::: Listed entries :::

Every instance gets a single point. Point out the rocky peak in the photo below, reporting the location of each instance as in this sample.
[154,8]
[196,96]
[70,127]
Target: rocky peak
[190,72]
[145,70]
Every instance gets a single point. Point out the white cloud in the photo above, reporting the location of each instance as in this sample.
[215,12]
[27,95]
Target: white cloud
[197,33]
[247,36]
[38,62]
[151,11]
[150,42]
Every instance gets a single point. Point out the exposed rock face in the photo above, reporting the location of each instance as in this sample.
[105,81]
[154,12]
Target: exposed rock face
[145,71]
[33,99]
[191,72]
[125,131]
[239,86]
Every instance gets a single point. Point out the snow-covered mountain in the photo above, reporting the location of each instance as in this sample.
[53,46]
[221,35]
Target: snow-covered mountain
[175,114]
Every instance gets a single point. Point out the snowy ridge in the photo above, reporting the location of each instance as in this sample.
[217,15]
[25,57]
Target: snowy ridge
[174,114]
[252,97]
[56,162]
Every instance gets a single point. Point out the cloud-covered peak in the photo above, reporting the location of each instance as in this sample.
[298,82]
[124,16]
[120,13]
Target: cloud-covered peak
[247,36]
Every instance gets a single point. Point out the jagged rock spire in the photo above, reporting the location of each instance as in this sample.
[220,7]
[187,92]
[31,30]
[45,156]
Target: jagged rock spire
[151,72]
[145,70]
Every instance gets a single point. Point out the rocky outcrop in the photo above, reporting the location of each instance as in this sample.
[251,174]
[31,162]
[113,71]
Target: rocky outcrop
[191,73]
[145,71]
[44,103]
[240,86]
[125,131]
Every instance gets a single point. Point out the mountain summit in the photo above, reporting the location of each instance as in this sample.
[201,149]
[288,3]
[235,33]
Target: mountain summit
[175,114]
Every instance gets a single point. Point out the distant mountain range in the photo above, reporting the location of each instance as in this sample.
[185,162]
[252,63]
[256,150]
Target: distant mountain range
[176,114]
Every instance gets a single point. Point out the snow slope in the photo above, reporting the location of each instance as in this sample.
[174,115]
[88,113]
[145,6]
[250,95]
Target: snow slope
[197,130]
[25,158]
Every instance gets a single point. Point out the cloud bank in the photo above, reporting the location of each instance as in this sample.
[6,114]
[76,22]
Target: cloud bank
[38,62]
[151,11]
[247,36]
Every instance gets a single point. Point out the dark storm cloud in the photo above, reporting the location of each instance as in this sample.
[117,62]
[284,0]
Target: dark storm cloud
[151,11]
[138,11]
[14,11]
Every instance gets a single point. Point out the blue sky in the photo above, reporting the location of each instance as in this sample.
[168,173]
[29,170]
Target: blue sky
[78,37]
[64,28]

:::

*Aim of the exercise*: Please rewrite the data from the line containing "Every instance gets a single point. Point out the jagged" through the last line as a JSON list of strings, with one string per line and blank lines left out.

*Reply to the task*:
[
  "Every instance gets a single point. Point out the jagged rock spire in the photo above, reporting the location of each instance as in this sample.",
  "[220,7]",
  "[187,92]",
  "[31,30]",
  "[45,156]",
  "Target: jagged rock spire",
  "[151,72]",
  "[145,70]",
  "Every instance gets a single point. Point out the rocky outcrop in the photo above, reporting the location of each instance as in this sample.",
  "[251,174]",
  "[31,162]",
  "[113,71]",
  "Target: rocky outcrop",
  "[191,73]",
  "[145,71]",
  "[44,103]",
  "[240,86]",
  "[125,131]",
  "Every instance gets a single point. Point out the mountain summit in the photo above, reporting the location of each instance as in this sample.",
  "[201,149]",
  "[288,3]",
  "[235,33]",
  "Target: mountain summit",
  "[175,114]",
  "Every instance gets a single point. Point out the distant mountain range in the photo above, reporting the location of each instance as in this sample.",
  "[185,162]",
  "[252,63]",
  "[256,150]",
  "Target: distant mountain range",
  "[176,114]",
  "Every instance gets a single point. Point out the snow slope in the photo above, reporting the location of each instance as in this sample.",
  "[174,115]",
  "[88,113]",
  "[145,6]",
  "[250,95]",
  "Target: snow slope",
  "[197,130]",
  "[25,158]",
  "Every instance gets a single point. Point out the cloud bank in the photo above, reporting the location of each instance as in this sample.",
  "[6,114]",
  "[76,22]",
  "Target: cloud bank",
  "[38,62]",
  "[151,11]",
  "[247,36]",
  "Every instance gets a single point. Point out the dark storm cloud in the photo above, reporting the location of each instance as in this sample.",
  "[117,62]",
  "[284,0]",
  "Target: dark storm cloud",
  "[151,11]",
  "[138,11]",
  "[14,11]",
  "Every instance gets a single point. Point out the blue sky in the photo above, reporting the location of each instance as in this sample.",
  "[168,173]",
  "[29,170]",
  "Target: blue sky",
  "[78,37]",
  "[64,28]"
]